> _Énoncé A_:
Sélectionnez et recopiez chaque ligne des enregistrements ci-dessous qui contient la chaîne « serving », en tenant compte de la casse.

─── Texte fourni

8. La banque fait le même grief à l'arrêt, alors « que la banque qui a consenti un prêt à plusieurs emprunteurs et obtenu leur engagement solidaire à le rembourser n'est pas tenue d'informer chacun d'eux de ce qu'il peut avoir, conformément à la définition même de la solidarité, à répondre sur son patrimoine des conséquences d'une défaillance dans l'exécution de l'obligation de remboursement ; qu'en énonçant le contraire, la cour d'appel a, de nouveau, violé l'article 1147 du code civil, dans sa rédaction antérieure à l'ordonnance n° 2016-131 du 10 février 2016. »

Réponse de la Cour

Vu l'article 1147 du code civil, dans sa rédaction antérieure à l'ordonnance du 10 février 2016 :

9. Il résulte de ce texte que l'établissement de crédit n'est pas tenu d'informer chaque emprunteur de ce qu'il peut avoir, conformément à la définition même de la solidarité, à répondre sur son patrimoine des conséquences d'une défaillance dans l'exécution de l'obligation de remboursement.

10. Pour condamner la banque à payer à Mme [M] des dommages et intérêts, l'arrêt, après avoir énoncé que la banque doit informer chacun des coemprunteurs sur la notion de solidarité, retient encore que la banque, qui n'avait jamais rencontré cette dernière, ne justifie pas avoir exécuté cette obligation.

11. En statuant ainsi, la cour d'appel a violé le texte susvisé.

Mise hors de cause

12. En application de l'article 625 du code de procédure civile, il y aura lieu de mettre hors de cause la société Crédit logement dont la présence n'est pas nécessaire devant la cour d'appel de renvoi.

──────
─── Données

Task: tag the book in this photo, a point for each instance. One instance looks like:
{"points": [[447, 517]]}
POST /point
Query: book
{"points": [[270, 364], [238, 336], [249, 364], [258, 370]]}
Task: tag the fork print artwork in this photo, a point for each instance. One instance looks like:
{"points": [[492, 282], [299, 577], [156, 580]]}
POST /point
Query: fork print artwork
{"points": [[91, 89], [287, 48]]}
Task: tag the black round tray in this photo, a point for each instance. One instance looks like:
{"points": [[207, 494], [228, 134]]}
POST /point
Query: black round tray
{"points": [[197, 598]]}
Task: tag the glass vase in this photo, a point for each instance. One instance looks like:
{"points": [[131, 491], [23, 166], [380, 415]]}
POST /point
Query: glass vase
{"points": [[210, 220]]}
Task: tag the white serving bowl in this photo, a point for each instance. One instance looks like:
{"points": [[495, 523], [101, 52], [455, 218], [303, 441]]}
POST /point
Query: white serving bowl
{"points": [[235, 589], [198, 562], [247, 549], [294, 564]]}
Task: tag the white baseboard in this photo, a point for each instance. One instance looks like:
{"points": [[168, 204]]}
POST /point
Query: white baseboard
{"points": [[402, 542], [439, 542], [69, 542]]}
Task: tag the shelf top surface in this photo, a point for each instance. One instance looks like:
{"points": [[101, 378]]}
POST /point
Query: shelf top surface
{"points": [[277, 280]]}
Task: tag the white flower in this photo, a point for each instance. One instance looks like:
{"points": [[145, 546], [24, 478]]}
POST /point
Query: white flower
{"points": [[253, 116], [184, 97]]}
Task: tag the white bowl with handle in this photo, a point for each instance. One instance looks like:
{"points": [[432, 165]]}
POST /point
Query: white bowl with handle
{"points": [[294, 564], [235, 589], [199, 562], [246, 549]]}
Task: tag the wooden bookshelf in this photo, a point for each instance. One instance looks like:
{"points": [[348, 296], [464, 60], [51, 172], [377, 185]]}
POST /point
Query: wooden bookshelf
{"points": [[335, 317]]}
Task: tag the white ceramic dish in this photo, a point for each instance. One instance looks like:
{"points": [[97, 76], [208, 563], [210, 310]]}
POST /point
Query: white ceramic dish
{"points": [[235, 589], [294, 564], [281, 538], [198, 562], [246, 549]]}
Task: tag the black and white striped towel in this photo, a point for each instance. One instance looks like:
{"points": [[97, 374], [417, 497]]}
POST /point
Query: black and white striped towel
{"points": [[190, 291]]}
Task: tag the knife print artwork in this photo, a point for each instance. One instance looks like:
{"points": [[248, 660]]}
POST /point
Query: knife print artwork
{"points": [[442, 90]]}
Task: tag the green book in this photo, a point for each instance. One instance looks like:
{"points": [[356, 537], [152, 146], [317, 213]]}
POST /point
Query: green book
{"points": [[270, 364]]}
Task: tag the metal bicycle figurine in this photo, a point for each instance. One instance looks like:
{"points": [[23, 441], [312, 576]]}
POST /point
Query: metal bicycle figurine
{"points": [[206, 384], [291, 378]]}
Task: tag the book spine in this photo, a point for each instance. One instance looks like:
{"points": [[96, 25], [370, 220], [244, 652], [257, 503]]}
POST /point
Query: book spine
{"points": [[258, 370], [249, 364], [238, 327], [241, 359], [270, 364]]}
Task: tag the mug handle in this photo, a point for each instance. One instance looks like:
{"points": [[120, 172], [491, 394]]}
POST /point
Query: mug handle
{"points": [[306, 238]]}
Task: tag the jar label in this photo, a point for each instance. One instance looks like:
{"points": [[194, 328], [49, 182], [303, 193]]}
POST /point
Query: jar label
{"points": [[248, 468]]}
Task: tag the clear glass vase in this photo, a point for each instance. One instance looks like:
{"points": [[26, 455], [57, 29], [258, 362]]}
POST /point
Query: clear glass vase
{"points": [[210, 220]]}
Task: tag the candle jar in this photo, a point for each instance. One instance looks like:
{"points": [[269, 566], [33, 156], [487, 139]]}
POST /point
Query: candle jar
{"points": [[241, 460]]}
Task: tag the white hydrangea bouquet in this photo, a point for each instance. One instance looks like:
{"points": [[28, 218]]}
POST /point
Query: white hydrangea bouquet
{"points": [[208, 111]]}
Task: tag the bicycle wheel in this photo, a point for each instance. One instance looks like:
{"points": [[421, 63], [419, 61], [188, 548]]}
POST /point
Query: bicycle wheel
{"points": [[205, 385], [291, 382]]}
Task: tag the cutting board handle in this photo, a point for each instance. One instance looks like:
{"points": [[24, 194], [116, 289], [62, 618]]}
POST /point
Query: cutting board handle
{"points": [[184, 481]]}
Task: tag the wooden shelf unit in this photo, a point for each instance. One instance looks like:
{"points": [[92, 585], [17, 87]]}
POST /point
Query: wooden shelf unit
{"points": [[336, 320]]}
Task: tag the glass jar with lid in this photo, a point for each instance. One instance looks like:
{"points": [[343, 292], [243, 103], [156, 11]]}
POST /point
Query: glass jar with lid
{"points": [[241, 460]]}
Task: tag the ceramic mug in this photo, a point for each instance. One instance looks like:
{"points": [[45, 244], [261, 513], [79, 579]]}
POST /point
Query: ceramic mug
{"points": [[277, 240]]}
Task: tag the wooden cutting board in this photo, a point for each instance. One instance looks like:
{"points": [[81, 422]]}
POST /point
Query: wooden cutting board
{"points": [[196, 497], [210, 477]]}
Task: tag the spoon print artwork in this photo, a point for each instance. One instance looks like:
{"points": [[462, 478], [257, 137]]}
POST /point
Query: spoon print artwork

──────

> _Énoncé B_:
Reproduisez fidèlement le passage de la décision de justice ci-dessus qui commence par « Réponse de la » et se poursuit jusqu'à « le texte susvisé. ».

> _Résultat A_:
Task: tag the white serving bowl in this photo, a point for each instance. One instance looks like:
Query: white serving bowl

> _Résultat B_:
Réponse de la Cour

Vu l'article 1147 du code civil, dans sa rédaction antérieure à l'ordonnance du 10 février 2016 :

9. Il résulte de ce texte que l'établissement de crédit n'est pas tenu d'informer chaque emprunteur de ce qu'il peut avoir, conformément à la définition même de la solidarité, à répondre sur son patrimoine des conséquences d'une défaillance dans l'exécution de l'obligation de remboursement.

10. Pour condamner la banque à payer à Mme [M] des dommages et intérêts, l'arrêt, après avoir énoncé que la banque doit informer chacun des coemprunteurs sur la notion de solidarité, retient encore que la banque, qui n'avait jamais rencontré cette dernière, ne justifie pas avoir exécuté cette obligation.

11. En statuant ainsi, la cour d'appel a violé le texte susvisé.